◆ WHAT TO WORK ON ◆
Copy exactly the lines starting at the one that contains "Target: jersey number 7" and running through the end of the material below. Exclude any pictures.

----

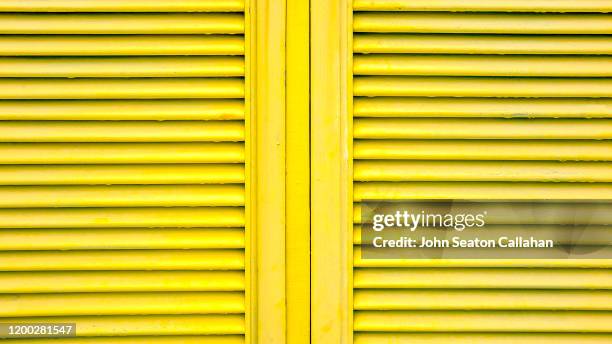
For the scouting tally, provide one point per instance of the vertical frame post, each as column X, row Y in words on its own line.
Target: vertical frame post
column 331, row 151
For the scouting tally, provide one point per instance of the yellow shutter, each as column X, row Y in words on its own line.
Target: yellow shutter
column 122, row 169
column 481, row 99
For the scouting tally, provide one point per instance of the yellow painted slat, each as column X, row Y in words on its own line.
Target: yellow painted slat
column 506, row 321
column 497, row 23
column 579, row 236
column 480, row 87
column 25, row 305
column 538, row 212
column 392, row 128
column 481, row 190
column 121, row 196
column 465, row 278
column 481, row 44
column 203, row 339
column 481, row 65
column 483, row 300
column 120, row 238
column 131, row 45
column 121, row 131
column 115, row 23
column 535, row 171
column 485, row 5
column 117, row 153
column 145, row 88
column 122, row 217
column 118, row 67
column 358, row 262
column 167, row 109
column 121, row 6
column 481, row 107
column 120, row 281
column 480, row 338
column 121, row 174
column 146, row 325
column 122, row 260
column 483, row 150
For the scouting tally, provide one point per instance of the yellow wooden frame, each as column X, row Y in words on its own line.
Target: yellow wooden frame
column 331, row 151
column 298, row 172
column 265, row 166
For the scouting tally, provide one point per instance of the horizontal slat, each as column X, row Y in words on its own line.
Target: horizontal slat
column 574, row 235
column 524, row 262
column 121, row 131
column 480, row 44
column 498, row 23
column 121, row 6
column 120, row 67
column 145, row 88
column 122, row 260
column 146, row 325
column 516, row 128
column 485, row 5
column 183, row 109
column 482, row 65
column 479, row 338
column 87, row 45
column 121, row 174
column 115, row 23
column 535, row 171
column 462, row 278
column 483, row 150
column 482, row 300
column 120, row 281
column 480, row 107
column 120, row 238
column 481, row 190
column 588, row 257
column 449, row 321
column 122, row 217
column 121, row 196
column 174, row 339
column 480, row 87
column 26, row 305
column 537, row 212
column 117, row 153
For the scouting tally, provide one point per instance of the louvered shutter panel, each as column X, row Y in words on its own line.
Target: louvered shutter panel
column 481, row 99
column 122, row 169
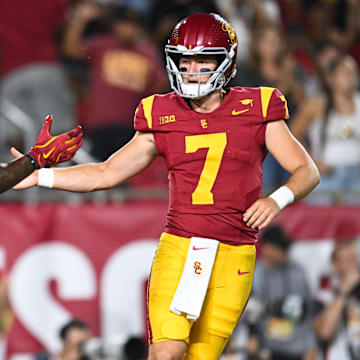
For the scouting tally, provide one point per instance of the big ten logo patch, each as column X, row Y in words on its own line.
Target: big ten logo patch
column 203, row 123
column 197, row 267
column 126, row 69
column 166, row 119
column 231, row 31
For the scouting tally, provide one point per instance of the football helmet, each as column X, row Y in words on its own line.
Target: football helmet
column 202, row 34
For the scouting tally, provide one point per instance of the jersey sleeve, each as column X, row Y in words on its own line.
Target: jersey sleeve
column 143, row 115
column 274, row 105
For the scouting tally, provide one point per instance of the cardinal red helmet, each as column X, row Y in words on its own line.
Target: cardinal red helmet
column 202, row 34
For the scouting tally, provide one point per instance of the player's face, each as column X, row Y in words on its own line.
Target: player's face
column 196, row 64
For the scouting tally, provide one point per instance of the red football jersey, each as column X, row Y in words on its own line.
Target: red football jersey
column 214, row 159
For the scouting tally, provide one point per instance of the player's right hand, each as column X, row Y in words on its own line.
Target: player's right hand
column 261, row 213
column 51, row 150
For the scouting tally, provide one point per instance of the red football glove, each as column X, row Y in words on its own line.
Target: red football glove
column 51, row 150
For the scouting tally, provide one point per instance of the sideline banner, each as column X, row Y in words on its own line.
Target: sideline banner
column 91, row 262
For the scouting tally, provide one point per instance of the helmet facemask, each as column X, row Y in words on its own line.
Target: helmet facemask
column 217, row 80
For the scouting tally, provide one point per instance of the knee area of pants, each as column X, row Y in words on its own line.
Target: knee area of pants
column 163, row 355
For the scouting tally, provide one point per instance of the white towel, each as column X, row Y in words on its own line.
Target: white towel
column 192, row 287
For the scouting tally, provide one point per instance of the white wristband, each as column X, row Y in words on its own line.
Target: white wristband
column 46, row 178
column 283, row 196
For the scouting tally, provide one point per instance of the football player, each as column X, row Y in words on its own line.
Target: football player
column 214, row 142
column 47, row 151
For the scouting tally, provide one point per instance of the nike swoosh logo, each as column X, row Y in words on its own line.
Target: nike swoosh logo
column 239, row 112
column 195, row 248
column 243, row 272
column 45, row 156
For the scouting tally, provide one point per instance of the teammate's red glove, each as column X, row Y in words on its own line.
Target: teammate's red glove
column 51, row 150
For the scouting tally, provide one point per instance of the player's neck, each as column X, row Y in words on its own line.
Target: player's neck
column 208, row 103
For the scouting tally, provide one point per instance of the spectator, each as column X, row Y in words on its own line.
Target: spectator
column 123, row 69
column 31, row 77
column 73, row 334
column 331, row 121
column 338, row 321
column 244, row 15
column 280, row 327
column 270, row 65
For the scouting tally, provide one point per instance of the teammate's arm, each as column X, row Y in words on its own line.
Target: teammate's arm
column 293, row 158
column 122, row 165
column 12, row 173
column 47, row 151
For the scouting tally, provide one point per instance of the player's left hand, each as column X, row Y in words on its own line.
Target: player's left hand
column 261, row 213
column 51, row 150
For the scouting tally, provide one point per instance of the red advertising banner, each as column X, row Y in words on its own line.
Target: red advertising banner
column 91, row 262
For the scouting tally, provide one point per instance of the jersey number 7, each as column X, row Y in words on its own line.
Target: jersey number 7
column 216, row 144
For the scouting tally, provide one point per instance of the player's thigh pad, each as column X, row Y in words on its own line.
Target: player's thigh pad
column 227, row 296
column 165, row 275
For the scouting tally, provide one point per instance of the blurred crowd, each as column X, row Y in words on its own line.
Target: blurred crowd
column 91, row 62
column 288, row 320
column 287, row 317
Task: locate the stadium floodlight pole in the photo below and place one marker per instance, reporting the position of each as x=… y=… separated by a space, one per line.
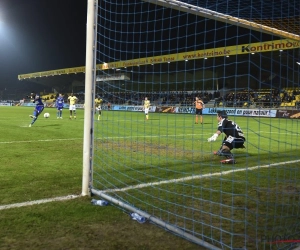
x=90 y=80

----

◆ WORKED SOLUTION ◆
Target: jersey number 7
column 216, row 144
For the scouting tally, provide one point per instance of the player's thigh pad, each as column X, row Y in words on its own line.
Target: player's thigh pad
column 227, row 296
column 165, row 275
For the scouting tally, provide one point per instance of the blurred crowd, each as column X, row Y in words on its own line.
Target: blurred crowd
column 91, row 62
column 288, row 320
column 287, row 317
Task: locate the stadium floodlight pole in the photo below and place one marker per instance, reporting the position of each as x=… y=… separated by a space, one per line.
x=90 y=80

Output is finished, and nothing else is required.